▶ _PROBLEM DETAILS_:
Report, from the records below, every line where the word "snow" appears.

Phrase grounding data:
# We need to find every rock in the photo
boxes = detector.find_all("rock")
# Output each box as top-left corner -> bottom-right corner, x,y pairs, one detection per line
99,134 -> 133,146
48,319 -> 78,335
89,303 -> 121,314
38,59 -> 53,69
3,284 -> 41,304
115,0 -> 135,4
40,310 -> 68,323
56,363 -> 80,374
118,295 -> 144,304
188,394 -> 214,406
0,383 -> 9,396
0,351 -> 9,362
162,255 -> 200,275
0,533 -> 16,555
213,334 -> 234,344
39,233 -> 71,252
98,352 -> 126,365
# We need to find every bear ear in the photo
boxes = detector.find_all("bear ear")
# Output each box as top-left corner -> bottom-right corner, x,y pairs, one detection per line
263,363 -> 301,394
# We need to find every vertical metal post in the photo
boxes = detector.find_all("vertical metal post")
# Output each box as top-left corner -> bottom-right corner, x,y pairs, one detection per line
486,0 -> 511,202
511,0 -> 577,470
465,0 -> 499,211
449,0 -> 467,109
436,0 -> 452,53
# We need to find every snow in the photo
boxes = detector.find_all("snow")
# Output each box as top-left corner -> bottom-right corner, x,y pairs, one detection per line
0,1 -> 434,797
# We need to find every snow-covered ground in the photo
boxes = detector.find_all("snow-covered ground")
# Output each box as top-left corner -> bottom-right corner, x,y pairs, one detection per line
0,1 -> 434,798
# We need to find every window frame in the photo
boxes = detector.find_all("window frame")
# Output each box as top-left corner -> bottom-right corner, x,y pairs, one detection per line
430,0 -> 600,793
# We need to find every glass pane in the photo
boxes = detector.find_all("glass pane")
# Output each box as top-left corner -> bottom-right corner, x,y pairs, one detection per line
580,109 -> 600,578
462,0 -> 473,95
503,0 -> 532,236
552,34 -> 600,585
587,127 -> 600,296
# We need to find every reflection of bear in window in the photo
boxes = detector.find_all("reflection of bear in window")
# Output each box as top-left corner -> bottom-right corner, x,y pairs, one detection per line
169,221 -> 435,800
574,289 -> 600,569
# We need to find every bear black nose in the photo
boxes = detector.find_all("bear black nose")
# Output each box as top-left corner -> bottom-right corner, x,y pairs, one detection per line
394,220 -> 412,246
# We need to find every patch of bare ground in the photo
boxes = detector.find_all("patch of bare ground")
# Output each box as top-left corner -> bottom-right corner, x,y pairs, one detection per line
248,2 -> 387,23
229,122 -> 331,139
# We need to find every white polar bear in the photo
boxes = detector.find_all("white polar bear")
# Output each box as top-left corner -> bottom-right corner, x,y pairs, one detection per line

▶ _ANSWER TO THE EXERCISE_:
# We need to find every snow in the photo
boxes = detector.find_all("snow")
# We need to find every snow-covered ground in the photo
boxes = detector.find_all("snow-covered ground")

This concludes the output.